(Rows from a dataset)
/---
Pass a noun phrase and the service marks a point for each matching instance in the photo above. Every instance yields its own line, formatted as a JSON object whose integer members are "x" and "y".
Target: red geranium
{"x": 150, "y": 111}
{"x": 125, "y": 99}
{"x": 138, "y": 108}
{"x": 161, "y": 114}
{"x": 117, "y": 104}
\---
# Problem statement
Transcribe all of the entries without altering anything.

# Complete response
Pass a noun phrase and the service marks a point for each matching instance in the photo above. Every instance yields its own line, formatted as a JSON object whose integer members are "x" and "y".
Target: red geranium
{"x": 150, "y": 111}
{"x": 125, "y": 99}
{"x": 138, "y": 108}
{"x": 161, "y": 114}
{"x": 117, "y": 104}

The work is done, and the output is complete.